Rewrite the records below as a Markdown table with two columns, Row and Line, numbering each row and leaving out blank lines.

** Start **

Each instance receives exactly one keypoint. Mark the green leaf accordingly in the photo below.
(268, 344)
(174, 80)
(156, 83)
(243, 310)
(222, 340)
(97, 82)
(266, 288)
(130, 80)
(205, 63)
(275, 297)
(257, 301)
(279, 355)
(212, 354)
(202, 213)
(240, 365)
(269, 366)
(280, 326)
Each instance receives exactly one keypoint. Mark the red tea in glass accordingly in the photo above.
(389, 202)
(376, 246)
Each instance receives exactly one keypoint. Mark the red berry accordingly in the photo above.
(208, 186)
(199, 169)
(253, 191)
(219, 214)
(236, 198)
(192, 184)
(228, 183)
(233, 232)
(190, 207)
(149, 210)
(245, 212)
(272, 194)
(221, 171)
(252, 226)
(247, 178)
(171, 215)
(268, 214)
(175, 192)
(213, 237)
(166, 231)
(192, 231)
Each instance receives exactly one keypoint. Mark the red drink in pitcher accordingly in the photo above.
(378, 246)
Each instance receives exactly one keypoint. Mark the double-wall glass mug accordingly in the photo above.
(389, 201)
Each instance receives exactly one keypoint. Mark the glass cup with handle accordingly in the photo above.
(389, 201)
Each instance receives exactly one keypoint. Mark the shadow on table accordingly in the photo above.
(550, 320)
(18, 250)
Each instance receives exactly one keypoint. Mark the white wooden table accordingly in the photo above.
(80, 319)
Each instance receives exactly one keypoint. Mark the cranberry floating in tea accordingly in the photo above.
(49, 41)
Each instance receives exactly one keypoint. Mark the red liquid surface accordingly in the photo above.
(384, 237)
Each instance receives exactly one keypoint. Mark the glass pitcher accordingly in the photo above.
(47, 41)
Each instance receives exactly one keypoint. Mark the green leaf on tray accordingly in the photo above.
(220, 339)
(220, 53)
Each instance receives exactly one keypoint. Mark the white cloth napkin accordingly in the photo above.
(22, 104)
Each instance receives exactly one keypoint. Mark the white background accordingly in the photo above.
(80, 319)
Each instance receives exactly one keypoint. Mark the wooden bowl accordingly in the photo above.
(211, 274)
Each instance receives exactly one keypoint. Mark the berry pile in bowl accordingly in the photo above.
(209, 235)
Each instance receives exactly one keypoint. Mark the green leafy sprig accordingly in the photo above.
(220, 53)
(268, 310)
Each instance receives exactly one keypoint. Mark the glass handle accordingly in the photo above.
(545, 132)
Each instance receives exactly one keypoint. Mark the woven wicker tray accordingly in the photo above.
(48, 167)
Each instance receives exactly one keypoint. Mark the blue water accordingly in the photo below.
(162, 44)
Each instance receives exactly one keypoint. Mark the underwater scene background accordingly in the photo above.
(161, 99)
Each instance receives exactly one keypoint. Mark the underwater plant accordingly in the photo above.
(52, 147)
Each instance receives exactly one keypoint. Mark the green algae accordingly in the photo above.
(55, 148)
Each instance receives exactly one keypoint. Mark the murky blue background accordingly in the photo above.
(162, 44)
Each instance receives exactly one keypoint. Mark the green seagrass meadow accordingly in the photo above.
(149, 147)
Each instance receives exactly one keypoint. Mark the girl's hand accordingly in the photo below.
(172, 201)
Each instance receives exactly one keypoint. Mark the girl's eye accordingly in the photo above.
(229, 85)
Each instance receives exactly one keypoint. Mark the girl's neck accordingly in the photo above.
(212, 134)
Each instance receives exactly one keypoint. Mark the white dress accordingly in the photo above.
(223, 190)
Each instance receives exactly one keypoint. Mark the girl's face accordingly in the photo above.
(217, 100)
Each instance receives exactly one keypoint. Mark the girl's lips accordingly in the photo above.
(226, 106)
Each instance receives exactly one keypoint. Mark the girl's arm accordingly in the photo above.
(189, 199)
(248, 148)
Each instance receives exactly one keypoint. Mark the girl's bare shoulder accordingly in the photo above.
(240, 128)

** End **

# Task solution
| Row | Line |
|---|---|
| 1 | Each instance receives exactly one keypoint. Mark the green leaf accordingly in the photo below. |
| 2 | (268, 344) |
| 3 | (174, 80) |
| 4 | (156, 83) |
| 5 | (243, 310) |
| 6 | (222, 340) |
| 7 | (97, 82) |
| 8 | (266, 288) |
| 9 | (130, 80) |
| 10 | (205, 63) |
| 11 | (275, 297) |
| 12 | (257, 301) |
| 13 | (279, 355) |
| 14 | (212, 354) |
| 15 | (202, 213) |
| 16 | (240, 365) |
| 17 | (269, 366) |
| 18 | (280, 326) |
| 19 | Each instance receives exactly one keypoint. Mark the red tea in glass accordingly in the photo above. |
| 20 | (389, 202) |
| 21 | (376, 246) |
| 22 | Each instance receives exactly one keypoint. Mark the red berry accordingly in the photo above. |
| 23 | (208, 186) |
| 24 | (199, 169) |
| 25 | (253, 191) |
| 26 | (219, 214) |
| 27 | (236, 198) |
| 28 | (192, 184) |
| 29 | (228, 183) |
| 30 | (233, 232) |
| 31 | (190, 207) |
| 32 | (149, 210) |
| 33 | (245, 212) |
| 34 | (272, 194) |
| 35 | (221, 171) |
| 36 | (252, 226) |
| 37 | (247, 178) |
| 38 | (171, 215) |
| 39 | (268, 214) |
| 40 | (175, 192) |
| 41 | (213, 237) |
| 42 | (166, 231) |
| 43 | (192, 231) |
| 44 | Each instance receives exactly one keypoint. Mark the red drink in pitcher accordingly in the photo above. |
| 45 | (378, 246) |
| 46 | Each instance receives exactly one keypoint. Mark the double-wall glass mug accordingly in the photo above. |
| 47 | (389, 201) |
| 48 | Each instance receives exactly one keypoint. Mark the glass cup with handle accordingly in the photo above. |
| 49 | (389, 201) |
| 50 | Each instance receives exactly one keypoint. Mark the shadow on table accordingly in the photo above. |
| 51 | (550, 320) |
| 52 | (18, 250) |
| 53 | Each instance receives exactly one keypoint. Mark the white wooden table accordingly in the photo above. |
| 54 | (80, 319) |
| 55 | Each instance receives exactly one keypoint. Mark the cranberry floating in tea accordingly in the photo above. |
| 56 | (49, 41) |
| 57 | Each instance receives exactly one keypoint. Mark the red liquid surface accordingly in the photo above. |
| 58 | (384, 237) |
| 59 | Each instance receives exactly one keypoint. Mark the glass pitcher accordingly in the photo above. |
| 60 | (47, 41) |
| 61 | Each instance receives exactly one keypoint. Mark the green leaf on tray accordingly in the photo above. |
| 62 | (220, 339) |
| 63 | (220, 53) |
| 64 | Each instance receives exactly one keypoint. Mark the white cloth napkin accordingly in the photo above. |
| 65 | (22, 104) |
| 66 | Each instance receives exactly one keypoint. Mark the white background accordingly in the photo above. |
| 67 | (80, 319) |
| 68 | Each instance receives exactly one keypoint. Mark the wooden bowl accordingly in the photo above. |
| 69 | (211, 274) |
| 70 | Each instance receives exactly one keypoint. Mark the berry pile in bowl accordingly in the photo above. |
| 71 | (209, 235) |
| 72 | Each instance receives exactly one keypoint. Mark the green leafy sprig accordingly in the photo above. |
| 73 | (220, 53) |
| 74 | (268, 310) |
| 75 | Each instance receives exactly one keypoint. Mark the glass handle accordingly in the photo above. |
| 76 | (545, 132) |
| 77 | Each instance receives exactly one keypoint. Mark the woven wicker tray accordingly in the photo above. |
| 78 | (48, 167) |
| 79 | Each instance receives exactly one keypoint. Mark the blue water accordingly in the photo below. |
| 80 | (162, 44) |
| 81 | Each instance receives exactly one keypoint. Mark the underwater scene background accordingly in the photo above. |
| 82 | (161, 99) |
| 83 | Each instance receives exactly one keypoint. Mark the underwater plant accordingly in the photo above. |
| 84 | (52, 147) |
| 85 | Each instance receives exactly one keypoint. Mark the green algae accordingly in the photo above. |
| 86 | (55, 148) |
| 87 | Each instance receives exactly one keypoint. Mark the murky blue background accordingly in the photo above. |
| 88 | (162, 44) |
| 89 | Each instance receives exactly one keypoint. Mark the green seagrass meadow accordingly in the photo above. |
| 90 | (149, 147) |
| 91 | Each instance receives exactly one keypoint. Mark the girl's hand accordingly in the photo below. |
| 92 | (172, 201) |
| 93 | Each instance receives exactly one keypoint. Mark the girl's eye accordingly in the photo above. |
| 94 | (229, 85) |
| 95 | Each instance receives exactly one keypoint. Mark the girl's neck accordingly in the photo above. |
| 96 | (212, 134) |
| 97 | Each instance receives exactly one keypoint. Mark the white dress accordingly in the photo above. |
| 98 | (223, 190) |
| 99 | Each instance receives exactly one keypoint. Mark the girl's face accordingly in the photo above. |
| 100 | (217, 100) |
| 101 | Each instance receives exactly one keypoint. Mark the girl's lips accordingly in the photo above. |
| 102 | (226, 106) |
| 103 | Each instance receives exactly one keypoint. Mark the girl's arm accordingly in the photo above. |
| 104 | (189, 199) |
| 105 | (248, 148) |
| 106 | Each instance receives exactly one keypoint. Mark the girl's bare shoulder accordingly in the photo above. |
| 107 | (240, 128) |